** BEGIN **

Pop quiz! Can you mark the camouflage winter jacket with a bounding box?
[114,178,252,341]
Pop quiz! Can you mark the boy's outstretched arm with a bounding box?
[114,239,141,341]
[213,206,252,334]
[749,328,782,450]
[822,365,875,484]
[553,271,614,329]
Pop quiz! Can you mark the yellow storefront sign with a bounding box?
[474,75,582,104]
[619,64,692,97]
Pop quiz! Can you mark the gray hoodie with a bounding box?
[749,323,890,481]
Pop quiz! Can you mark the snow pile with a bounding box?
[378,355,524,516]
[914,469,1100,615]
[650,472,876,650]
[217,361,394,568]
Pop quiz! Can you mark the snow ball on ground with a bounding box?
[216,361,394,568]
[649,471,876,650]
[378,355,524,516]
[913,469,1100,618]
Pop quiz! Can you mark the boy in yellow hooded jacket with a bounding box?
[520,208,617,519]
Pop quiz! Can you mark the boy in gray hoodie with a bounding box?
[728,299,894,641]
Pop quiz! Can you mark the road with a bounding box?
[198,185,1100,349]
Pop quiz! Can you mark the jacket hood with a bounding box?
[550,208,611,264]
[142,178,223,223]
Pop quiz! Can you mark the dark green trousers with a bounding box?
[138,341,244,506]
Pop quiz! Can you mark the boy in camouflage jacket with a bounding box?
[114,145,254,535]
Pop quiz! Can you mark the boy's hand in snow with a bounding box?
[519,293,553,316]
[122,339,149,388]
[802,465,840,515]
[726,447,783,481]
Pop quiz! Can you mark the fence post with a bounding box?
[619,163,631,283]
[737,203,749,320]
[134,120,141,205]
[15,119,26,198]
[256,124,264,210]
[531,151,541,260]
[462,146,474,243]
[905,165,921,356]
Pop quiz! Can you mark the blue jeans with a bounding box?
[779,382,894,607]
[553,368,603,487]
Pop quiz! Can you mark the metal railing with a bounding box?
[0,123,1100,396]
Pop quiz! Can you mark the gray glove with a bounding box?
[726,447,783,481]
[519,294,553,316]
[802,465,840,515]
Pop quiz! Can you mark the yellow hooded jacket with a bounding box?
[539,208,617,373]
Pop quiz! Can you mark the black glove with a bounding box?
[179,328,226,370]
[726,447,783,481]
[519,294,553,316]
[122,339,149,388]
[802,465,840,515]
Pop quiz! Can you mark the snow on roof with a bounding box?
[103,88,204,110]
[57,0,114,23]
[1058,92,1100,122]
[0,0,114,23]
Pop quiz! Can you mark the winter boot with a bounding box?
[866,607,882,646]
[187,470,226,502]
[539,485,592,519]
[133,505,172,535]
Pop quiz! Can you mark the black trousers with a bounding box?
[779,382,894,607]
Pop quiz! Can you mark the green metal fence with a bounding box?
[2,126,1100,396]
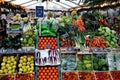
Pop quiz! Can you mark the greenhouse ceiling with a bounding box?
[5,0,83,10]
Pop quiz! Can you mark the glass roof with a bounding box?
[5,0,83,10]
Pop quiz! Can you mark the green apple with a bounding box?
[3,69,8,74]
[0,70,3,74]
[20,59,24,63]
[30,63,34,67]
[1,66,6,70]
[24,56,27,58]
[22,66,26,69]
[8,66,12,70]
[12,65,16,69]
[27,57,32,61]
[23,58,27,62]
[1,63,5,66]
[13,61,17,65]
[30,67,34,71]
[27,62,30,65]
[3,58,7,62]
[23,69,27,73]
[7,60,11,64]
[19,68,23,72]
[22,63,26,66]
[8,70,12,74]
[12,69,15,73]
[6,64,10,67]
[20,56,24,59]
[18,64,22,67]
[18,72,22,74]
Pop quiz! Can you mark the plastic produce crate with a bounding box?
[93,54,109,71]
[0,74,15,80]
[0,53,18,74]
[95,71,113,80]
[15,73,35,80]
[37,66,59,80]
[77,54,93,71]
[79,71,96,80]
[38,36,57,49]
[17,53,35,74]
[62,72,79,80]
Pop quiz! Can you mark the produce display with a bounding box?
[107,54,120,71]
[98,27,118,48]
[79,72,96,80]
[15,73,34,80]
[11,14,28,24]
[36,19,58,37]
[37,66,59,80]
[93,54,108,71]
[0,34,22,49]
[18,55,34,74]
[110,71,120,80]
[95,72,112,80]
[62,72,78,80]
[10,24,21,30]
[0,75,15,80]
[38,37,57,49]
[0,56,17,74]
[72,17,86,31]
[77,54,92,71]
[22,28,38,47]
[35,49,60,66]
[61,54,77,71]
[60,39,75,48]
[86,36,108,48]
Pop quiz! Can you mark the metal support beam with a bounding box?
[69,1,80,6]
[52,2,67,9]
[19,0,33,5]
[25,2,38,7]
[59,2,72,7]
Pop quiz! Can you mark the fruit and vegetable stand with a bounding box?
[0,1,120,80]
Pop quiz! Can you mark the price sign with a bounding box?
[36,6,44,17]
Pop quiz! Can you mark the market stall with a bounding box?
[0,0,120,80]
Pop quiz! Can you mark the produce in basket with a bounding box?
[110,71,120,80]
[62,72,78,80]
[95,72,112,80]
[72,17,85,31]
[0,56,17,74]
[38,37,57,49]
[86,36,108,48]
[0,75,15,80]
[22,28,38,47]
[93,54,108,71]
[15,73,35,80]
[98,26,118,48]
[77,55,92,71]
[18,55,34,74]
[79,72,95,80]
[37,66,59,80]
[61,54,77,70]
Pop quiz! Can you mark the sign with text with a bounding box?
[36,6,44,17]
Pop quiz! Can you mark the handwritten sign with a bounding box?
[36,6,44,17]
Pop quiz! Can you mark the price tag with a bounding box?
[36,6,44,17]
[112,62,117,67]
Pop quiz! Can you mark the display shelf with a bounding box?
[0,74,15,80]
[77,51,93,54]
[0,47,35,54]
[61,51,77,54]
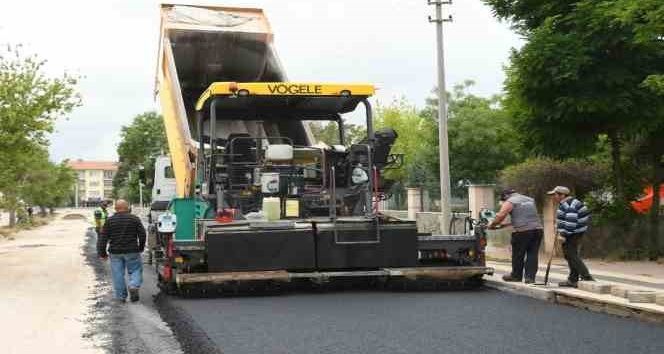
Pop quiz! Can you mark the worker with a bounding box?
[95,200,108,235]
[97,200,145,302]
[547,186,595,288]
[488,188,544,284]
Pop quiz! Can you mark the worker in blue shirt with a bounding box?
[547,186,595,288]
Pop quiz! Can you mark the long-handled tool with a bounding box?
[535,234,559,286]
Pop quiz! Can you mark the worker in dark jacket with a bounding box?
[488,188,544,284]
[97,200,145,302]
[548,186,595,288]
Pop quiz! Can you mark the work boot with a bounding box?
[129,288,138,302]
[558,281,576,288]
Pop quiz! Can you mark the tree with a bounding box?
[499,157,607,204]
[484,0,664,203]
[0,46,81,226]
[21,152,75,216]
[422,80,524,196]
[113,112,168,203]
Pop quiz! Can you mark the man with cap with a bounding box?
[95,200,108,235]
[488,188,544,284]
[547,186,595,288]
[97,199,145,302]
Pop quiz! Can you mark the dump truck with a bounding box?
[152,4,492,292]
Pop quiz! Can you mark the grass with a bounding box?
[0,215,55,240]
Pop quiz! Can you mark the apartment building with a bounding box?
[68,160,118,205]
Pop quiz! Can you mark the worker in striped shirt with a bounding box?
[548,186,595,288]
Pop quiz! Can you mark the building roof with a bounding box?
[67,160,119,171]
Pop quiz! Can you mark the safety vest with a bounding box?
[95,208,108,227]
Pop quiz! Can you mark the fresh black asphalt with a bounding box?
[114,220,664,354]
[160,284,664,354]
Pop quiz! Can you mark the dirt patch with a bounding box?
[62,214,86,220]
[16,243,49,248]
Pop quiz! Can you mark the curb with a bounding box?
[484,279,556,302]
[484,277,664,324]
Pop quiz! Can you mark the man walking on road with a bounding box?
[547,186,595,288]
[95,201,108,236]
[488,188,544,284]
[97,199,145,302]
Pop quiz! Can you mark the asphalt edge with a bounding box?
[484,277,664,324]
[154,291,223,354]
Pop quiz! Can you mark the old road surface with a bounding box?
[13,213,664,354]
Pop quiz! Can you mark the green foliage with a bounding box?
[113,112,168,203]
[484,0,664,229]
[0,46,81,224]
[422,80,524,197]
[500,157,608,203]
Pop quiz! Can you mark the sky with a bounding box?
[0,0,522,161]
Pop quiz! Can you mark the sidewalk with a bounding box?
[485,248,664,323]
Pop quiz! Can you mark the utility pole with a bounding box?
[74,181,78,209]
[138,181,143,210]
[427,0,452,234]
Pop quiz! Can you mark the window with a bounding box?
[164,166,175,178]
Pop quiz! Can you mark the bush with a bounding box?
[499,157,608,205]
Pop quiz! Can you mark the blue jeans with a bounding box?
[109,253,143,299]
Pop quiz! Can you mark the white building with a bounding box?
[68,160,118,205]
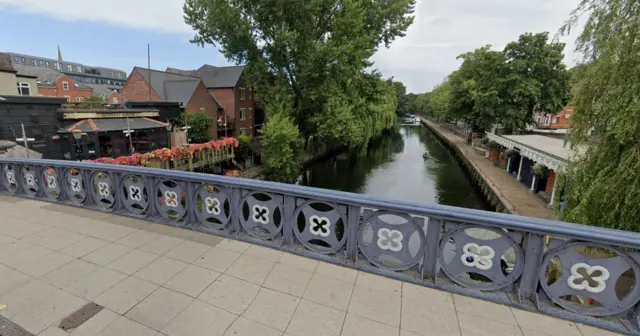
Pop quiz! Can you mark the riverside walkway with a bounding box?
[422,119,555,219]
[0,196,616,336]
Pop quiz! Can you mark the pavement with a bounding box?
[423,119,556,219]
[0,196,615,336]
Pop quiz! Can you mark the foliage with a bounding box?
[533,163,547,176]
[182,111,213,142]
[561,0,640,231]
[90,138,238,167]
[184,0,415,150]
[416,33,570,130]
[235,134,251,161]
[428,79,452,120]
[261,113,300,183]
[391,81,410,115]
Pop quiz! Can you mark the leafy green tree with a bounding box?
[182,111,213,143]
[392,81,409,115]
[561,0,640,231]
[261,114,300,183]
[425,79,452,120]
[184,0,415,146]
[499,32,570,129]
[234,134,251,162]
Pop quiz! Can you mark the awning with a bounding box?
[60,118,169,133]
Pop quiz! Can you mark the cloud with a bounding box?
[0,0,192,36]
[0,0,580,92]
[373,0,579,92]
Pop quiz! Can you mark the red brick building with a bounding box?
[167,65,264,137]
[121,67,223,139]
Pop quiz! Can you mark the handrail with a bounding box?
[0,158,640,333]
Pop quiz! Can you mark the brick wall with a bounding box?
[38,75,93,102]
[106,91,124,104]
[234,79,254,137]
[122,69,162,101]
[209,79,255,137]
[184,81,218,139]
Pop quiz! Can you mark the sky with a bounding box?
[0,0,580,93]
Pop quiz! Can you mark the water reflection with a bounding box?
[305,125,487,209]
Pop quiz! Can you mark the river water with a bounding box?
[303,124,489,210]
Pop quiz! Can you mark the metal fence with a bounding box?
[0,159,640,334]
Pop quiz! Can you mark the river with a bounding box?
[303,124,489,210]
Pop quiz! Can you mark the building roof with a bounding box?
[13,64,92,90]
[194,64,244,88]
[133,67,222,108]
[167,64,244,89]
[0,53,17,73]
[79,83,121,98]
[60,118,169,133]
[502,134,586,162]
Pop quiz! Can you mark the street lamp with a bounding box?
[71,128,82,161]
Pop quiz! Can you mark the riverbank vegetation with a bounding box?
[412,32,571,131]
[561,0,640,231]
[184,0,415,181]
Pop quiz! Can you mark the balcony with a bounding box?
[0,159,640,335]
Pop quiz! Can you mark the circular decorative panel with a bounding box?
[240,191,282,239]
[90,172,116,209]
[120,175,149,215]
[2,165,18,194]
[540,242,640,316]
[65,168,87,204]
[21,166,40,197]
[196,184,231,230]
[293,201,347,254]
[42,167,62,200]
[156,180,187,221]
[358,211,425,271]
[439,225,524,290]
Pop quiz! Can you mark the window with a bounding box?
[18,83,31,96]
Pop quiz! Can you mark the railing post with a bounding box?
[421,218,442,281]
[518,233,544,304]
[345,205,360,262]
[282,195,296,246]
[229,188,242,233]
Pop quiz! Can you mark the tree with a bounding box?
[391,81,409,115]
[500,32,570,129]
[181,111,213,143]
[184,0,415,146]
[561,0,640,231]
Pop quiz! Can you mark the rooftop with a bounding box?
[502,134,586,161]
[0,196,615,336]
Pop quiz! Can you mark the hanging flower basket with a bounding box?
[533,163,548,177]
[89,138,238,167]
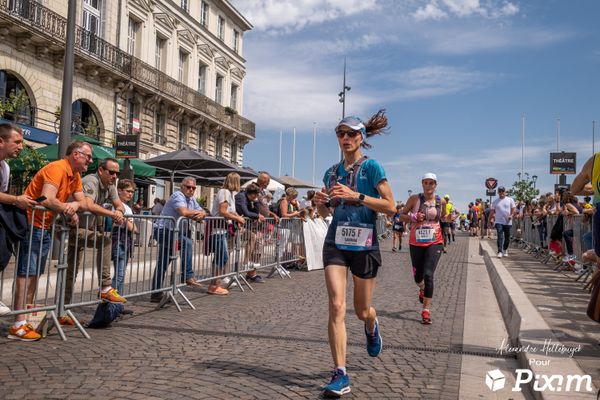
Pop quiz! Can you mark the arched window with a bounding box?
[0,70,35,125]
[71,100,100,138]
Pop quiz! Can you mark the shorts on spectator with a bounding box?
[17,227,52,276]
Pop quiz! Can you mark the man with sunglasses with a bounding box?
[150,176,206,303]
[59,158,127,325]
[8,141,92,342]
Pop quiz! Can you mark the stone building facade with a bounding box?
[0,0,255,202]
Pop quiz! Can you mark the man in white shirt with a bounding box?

** END **

- [GIVEN EXERCISE]
Reproduce only the entries from the line with "Pop quiz! Can you mark the worker with" through the line with "[154,291,223,354]", swapping "worker" for "laborer" and leaving all else unchanged.

- [RESULT OF THIS TASK]
Pop quiz! Can you mark the laborer with a bounding box?
[95,200,108,235]
[97,200,145,302]
[547,186,595,288]
[488,188,544,284]
Pop quiz! Can you mark the laborer in blue shirt with a bounding box?
[547,186,595,288]
Pop quiz! Can you mark the long-handled tool with a bounding box?
[535,234,559,286]
Pop quiz! Can you mark the laborer in dark jacket with a bounding box?
[488,188,544,284]
[97,200,145,302]
[548,186,595,288]
Pop quiz! Can you mark the work boot with a bounding box?
[129,288,138,302]
[558,281,576,288]
Pop quiz! Can you mark the tree with a bounding box?
[499,157,607,204]
[484,0,664,203]
[0,46,81,226]
[21,152,75,216]
[422,80,524,196]
[113,112,168,203]
Pop quiz! Can you mark the man with cap with a bounding box?
[95,200,108,235]
[488,188,544,284]
[547,186,595,288]
[97,199,145,302]
Pop quiz! Can you mark the dump truck with a bounding box?
[152,4,492,292]
Pop quiz! Can you mark the grass with a bounding box?
[0,215,55,240]
Pop quiz! Can you mark the apartment building with a bounding box?
[68,160,118,205]
Pop quiz! Can you mark the laborer in striped shirt with a bounding box?
[548,186,595,288]
Pop quiz! Can you mark the building roof with a bounding box?
[67,160,119,171]
Pop quiz! Can you mark the safety vest with a bounding box?
[95,208,108,227]
Pop quiz! Can you mark the fresh black asphalt with a bounding box?
[114,220,664,354]
[160,284,664,354]
Pop quiz! Can you mark the dirt patch with a bounding box?
[62,214,86,220]
[16,243,49,248]
Pop quiz! Can you mark the curb with a bounding box?
[484,279,556,302]
[484,277,664,324]
Pop quiz! Can you mark the man walking on road with a bounding box?
[547,186,595,288]
[95,201,108,236]
[488,188,544,284]
[97,199,145,302]
Pop quiz! Can you mark the asphalt edge with a bounding box?
[484,277,664,324]
[154,291,223,354]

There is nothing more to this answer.